**Tarefa curta A:** No texto sobre o livro de poemas inéditos de Assionara Souza, em que bar de Curitiba foi feito o lançamento?

**Texto fornecido:**
/---

Foto: Arquivo da Família |
Livro com poemas inéditos da escritora
Assionara Souza (1969-2018) acaba de ser publicado pela Editora
Telaranha: Instruções para Morder a Palavra Pássaro. O lançamento
teve lugar no Wonka Bar, em Curitiba, no dia 05 de abril deste ano de 2022,
acompanhado de leitura de textos. Trata-se da primeira publicação desta nova
casa editorial curitibana, idealizada e dirigida por Bárbara Tanaka e Guilherme
Conde Moura Pereira.

\---

**Dados para processamento:**
/---

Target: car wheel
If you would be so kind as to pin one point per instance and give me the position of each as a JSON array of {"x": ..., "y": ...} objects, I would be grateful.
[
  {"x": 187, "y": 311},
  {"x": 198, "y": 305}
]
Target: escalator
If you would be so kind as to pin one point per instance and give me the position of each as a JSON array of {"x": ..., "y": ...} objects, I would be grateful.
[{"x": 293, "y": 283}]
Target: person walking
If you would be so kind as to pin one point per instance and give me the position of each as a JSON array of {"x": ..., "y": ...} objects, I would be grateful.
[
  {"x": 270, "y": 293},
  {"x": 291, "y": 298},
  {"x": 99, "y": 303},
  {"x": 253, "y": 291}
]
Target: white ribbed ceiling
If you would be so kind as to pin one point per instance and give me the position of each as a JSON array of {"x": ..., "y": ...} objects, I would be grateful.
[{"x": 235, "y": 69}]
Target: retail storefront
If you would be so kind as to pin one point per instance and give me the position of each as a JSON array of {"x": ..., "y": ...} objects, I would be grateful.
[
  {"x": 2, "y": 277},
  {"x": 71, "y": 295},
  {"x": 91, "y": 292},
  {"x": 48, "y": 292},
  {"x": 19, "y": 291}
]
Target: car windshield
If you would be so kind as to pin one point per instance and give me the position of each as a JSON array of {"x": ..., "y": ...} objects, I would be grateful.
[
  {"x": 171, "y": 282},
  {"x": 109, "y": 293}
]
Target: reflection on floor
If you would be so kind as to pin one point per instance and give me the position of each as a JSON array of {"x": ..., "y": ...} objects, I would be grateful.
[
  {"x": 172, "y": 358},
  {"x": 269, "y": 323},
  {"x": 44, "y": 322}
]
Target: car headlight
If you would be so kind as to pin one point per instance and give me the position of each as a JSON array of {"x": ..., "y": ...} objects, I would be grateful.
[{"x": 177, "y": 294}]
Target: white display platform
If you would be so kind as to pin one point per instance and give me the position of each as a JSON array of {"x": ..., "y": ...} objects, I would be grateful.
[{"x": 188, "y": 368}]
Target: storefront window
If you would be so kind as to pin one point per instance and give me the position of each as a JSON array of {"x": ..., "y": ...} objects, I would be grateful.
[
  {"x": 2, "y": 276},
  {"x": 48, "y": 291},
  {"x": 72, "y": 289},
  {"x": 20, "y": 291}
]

\---

**Tarefa curta B:** Transcreva sem nenhuma alteração o trecho dos registros que vai da linha que contém "Target: storefront window" até o fim dos registros, com as duas pontas incluídas.

**Resposta correta A:** No Wonka Bar.

**Resposta correta B:**
Target: storefront window
If you would be so kind as to pin one point per instance and give me the position of each as a JSON array of {"x": ..., "y": ...} objects, I would be grateful.
[
  {"x": 2, "y": 276},
  {"x": 48, "y": 291},
  {"x": 72, "y": 289},
  {"x": 20, "y": 291}
]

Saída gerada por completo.